** Opening Data for review block **

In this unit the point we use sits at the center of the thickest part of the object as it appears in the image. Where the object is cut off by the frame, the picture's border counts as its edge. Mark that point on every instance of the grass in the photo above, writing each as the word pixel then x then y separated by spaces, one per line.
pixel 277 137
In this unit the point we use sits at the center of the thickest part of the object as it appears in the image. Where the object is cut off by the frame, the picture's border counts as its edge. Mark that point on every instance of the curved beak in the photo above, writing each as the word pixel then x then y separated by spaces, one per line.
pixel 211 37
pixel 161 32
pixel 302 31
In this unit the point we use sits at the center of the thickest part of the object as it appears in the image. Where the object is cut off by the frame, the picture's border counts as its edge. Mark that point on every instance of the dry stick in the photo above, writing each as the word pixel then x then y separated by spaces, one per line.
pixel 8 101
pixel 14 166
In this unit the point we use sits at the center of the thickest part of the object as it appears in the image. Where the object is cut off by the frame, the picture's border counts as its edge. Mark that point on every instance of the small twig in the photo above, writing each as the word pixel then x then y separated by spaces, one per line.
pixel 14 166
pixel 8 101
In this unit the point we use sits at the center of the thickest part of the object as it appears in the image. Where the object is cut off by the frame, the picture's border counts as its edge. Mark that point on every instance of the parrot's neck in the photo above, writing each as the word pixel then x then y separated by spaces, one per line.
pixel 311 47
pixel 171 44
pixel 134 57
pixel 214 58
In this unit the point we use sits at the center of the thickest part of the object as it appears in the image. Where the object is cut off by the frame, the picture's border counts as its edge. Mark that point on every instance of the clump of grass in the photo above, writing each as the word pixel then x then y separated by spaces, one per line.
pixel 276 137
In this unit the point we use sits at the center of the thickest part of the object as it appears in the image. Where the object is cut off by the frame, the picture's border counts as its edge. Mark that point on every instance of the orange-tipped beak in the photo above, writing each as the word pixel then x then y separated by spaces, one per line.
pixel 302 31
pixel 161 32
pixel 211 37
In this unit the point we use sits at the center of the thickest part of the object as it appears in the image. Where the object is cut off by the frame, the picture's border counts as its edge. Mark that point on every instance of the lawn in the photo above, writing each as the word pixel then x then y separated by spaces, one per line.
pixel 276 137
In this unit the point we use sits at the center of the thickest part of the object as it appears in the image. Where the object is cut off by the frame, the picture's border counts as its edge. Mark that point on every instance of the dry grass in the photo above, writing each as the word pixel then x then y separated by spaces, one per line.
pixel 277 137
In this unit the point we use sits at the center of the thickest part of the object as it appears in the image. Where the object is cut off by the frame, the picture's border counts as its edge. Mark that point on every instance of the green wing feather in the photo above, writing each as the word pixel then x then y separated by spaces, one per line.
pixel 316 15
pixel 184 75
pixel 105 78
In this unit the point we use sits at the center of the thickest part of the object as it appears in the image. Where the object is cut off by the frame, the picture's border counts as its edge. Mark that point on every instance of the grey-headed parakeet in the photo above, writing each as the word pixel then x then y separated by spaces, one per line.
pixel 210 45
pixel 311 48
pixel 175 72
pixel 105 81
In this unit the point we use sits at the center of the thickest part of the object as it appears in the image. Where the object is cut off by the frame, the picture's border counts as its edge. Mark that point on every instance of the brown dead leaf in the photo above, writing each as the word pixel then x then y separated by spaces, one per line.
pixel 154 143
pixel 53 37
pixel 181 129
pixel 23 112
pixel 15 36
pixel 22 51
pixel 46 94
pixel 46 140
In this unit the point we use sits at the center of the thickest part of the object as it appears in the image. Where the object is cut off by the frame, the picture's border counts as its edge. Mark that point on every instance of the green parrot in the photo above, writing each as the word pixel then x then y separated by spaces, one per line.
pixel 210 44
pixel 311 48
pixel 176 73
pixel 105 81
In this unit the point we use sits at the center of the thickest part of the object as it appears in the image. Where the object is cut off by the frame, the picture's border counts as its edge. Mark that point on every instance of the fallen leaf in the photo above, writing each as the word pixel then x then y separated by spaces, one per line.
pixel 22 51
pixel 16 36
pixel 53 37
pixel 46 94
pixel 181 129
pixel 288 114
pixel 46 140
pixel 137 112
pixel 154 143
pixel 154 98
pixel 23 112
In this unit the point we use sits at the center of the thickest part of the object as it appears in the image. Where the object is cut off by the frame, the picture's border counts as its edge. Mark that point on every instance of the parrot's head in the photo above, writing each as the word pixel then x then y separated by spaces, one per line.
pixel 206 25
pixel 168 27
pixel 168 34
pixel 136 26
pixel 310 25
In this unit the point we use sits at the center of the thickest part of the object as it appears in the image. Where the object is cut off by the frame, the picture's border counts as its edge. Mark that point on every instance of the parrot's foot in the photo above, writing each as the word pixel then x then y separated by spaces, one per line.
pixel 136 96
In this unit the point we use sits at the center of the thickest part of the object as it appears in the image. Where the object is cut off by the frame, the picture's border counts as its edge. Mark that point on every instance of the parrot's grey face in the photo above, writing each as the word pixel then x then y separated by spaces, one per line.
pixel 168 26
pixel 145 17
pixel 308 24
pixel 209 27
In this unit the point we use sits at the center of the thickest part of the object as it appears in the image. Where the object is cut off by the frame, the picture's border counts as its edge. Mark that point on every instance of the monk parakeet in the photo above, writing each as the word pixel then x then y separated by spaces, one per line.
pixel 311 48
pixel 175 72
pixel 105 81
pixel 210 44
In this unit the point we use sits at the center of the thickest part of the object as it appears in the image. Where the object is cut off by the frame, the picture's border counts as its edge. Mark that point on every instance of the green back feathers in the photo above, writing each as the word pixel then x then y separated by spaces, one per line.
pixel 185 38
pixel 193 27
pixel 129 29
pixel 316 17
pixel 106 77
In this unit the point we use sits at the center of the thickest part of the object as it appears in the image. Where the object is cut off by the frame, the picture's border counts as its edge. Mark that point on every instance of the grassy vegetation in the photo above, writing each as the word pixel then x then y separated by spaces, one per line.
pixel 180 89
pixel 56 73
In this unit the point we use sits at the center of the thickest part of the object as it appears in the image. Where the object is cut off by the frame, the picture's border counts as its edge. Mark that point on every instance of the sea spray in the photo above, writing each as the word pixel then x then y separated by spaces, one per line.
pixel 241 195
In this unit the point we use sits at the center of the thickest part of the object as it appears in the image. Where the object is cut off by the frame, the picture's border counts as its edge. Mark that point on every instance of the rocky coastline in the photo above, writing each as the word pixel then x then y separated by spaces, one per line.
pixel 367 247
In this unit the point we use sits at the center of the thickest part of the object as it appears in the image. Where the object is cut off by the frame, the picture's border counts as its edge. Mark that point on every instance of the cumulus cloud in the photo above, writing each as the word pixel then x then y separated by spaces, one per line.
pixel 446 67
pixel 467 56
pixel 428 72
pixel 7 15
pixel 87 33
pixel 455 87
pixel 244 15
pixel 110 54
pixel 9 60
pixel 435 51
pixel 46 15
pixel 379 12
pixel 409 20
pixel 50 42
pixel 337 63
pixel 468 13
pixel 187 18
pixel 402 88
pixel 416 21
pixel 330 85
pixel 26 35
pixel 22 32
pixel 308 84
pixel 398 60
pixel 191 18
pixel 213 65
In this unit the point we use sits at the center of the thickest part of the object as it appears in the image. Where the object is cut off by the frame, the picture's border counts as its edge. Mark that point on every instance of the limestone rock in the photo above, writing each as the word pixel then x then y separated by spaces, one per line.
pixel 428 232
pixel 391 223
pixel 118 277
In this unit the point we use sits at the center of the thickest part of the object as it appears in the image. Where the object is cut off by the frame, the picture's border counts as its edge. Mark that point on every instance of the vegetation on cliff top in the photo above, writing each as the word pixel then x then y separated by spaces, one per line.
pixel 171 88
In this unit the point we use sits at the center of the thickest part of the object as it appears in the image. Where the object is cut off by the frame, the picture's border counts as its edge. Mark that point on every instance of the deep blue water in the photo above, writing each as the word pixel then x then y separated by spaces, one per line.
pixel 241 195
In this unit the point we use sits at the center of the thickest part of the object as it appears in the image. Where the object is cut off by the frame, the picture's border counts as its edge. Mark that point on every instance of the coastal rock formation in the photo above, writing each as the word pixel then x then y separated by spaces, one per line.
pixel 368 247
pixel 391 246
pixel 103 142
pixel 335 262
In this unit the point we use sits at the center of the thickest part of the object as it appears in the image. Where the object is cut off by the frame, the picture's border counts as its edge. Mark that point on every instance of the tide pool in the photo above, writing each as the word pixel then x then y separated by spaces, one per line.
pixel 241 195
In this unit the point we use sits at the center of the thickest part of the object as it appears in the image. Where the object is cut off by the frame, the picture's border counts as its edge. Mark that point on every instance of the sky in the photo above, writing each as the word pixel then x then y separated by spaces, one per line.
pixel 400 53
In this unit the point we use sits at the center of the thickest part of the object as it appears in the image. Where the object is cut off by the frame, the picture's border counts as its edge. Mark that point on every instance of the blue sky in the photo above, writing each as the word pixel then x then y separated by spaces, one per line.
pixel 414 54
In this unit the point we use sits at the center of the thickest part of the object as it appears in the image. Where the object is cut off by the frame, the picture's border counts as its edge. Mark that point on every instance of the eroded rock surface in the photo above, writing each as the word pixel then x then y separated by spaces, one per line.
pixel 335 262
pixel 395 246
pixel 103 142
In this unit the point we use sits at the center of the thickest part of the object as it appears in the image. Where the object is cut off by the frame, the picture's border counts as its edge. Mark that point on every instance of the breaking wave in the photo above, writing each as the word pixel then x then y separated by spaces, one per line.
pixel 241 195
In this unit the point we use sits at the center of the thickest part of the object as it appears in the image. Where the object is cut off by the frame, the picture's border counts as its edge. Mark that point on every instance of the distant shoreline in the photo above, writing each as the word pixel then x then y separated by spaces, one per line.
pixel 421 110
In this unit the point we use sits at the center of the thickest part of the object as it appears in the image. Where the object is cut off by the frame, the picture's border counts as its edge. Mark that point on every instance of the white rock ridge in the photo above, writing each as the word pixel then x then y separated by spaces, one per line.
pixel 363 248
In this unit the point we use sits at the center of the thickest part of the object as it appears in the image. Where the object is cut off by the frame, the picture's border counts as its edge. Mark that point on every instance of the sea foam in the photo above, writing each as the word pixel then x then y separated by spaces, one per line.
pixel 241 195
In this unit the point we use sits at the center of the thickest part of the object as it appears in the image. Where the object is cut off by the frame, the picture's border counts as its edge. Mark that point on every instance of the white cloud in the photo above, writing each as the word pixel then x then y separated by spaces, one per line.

** Closing Data for review block **

What to produce :: Set down exactly, and only, the lines from the one containing "of the distant" through the final line of the entries above.

Solution for this task ::
In this unit the point we use sits at the center of the thickest part of the object as it appears in the image. Where the object is cut off by the frame, the picture's border counts as its edge. Mark that point on every instance of the distant shoreline in the photo above, writing each as the word pixel then x then y separated by spaces, one per line.
pixel 421 110
In this unit the point we use sits at the center of the thickest part of the object as it appears in the image. Where the object is cut off by the frame, the picture's border counts as its edge. Mark that point on every instance of the white rock ridge in the photo above, writing each as the word pixel then x then y separated by spaces, one per line.
pixel 363 248
In this unit the point we use sits at the center of the thickest part of the object as it appears in the image. Where the object is cut off by the frame, the picture's border counts as its edge. Mark that point on every instance of the sea foam in the photo above, writing each as the word pixel then x then y separated by spaces, one per line.
pixel 241 195
In this unit the point we use sits at the center of the thickest part of the object as it appears in the image. Where the object is cut off by the frame, the picture's border counts as its edge. Mark that point on every instance of the white cloud in the photo above, writing each as the word pixel then x then y separated by spaces, one per line.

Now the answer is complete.